> **SELECTED TEXT**:
DM: Graffiti are part of the soul of the city. Venice, in fact, has retained much of its oldest surfaces, allowing the inscriptions to be preserved, even though many marbles were replaced, especially in the 1800s and 1900s. Also, many churches were destroyed. However, most of the surfaces remain intact. This was a question we asked ourselves, especially in comparison with other art cities. We found so many signs that we realized they are part of the graphic culture inherent to the city itself. Venice is a city lived outdoors; people live and walk through the streets, so naturally, there’s an appropriation of public space by leaving marks on the stone. Each inscription tells a different story, the story of the one who left it. In the past, it wasn’t illegal to write on walls. There was no specific condemnation; nobody minded if someone left marks on the stone, given that we found countless signs, crosses, proverbs, and drawings even on the columns of the Procuratie Vecchie in Piazza San Marco (Note: The “Procuratie Vecchie” are historic buildings on the northern side of Piazza San Marco in Venice). The issue, if any, was related to the content of these writings. Everyone wrote on the walls: those from the lower classes, codes from the Scalpellini (Note: craftsmen specialized in stone carving), or the Zappieri, who procured timber from the mountains of Cadore, who used a specific graphic trademark. These codes are incomprehensible to us today, but for them, it was an entirely regular language, even though most of them were illiterate. There are also numerous inscriptions left by an elite male, intellectual and economic group that traveled throughout Europe, leaving their signatures on European castles, palaces, and some even signed as “nobleman” because they wanted to show their social status. Women wrote very little; we found only three or four inscriptions by them. This scarcity can be attributed to their limited access to certain public spaces, such as specific rooms in the Doge’s Palace and other ceremonial places. Additionally, they had a lower literacy rate and likely didn’t have access to the tools needed to etch stone. Above all, women were sidelined in public discourses of society.

An image showcasing a section of the Palazzo Ducale in Venice, specifically the Museo dell’Opera. A notable feature is an old column, inscribed with praises dedicated to the Savoia family © Simone Padovani

Is there any particular place in Venice where a large amount of inscriptions is concentrated?

ATF: Definitely in the Doge’s Palace. This building has a long history and a very high degree of preservation. Excluding the 20th-century tourist signs, there are hundreds of other marks, some very important. In some gathering centers like St. Mark’s Basilica, the Marciana area, which is the most central, and obviously also the most ancient and rich in inscriptions.

> **EXERCISES**:
a) Repeat the passage of the interview on Venetian graffiti, starting with "ATF: Definitely in" and going on through "rich in inscriptions.".
b) Pick up the interview on Venetian graffiti after its last sentence and continue it.
The listing that follows is separate material, unrelated to the interview on Venetian graffiti.

> **LISTED ENTRIES**:

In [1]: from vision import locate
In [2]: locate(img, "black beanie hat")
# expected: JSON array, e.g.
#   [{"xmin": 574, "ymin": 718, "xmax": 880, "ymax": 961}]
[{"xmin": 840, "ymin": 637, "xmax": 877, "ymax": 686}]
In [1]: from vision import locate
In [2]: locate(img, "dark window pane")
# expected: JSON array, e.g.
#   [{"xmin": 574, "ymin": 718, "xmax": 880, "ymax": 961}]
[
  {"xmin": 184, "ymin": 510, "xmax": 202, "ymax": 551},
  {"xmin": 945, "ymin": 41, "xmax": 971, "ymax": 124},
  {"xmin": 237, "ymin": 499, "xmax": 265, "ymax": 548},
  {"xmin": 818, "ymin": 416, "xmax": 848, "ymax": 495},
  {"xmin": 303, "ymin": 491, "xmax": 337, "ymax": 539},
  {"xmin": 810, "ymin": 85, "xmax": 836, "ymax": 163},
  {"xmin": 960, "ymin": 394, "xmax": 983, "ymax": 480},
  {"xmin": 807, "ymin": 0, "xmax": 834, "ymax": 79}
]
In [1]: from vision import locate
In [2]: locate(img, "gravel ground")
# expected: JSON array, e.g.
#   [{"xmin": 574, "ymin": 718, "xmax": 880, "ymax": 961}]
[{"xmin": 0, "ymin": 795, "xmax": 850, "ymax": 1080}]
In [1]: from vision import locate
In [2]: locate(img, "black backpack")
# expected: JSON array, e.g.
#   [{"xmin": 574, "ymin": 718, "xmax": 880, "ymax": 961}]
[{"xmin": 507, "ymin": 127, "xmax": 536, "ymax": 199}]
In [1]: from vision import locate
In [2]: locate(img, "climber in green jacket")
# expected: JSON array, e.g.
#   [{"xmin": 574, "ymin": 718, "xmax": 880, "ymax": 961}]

> **RESULTS IN ORDER**:
a)
ATF: Definitely in the Doge’s Palace. This building has a long history and a very high degree of preservation. Excluding the 20th-century tourist signs, there are hundreds of other marks, some very important. In some gathering centers like St. Mark’s Basilica, the Marciana area, which is the most central, and obviously also the most ancient and rich in inscriptions.

b)
Were you able to interpret all the signs?

ATF: Some inscriptions cannot be interpreted, their meaning is not clear. For some, we can make conjectures, but we don’t have all the elements at our disposal to clarify their meaning, as happens, for example, with the proverb in Piazza San Marco.

Artistic and Historical Value: Some inscriptions have significant artistic beauty, while others depict critical events in the city’s history, making them invaluable sources of information

An image of the Palazzo Ducale in Venice, focusing on the Scala dei Giganti, a renowned staircase. Displayed prominently is electoral propaganda in favor of Giovan Battista Nani © Simone Padovani

Is there any inscription that particularly struck you for its artistic beauty or its historical significance?

DM: Some are iconographic, for example, they depict landscapes, many are of ships, or faces. We also have various lions of St. Mark like the one at Palazzo Ducale, which is rich in detail. There are some from the eighteenth and nineteenth centuries that depict the lagoon freezing due to extreme cold, while people cross on foot the stretch of lagoon that separates the Fondamenta Nuove from the Island of San Cristoforo, which today is the San Michele Cemetery. Very interesting are also the inscriptions representing historical events such as battles, victories, those related to the Doges of Venice, the entry of Italian troops into Venice in 1866, the collapse of the bell tower of San Marco in 1902, etc. Venice truly records its history on its walls in some way.

What are your next projects?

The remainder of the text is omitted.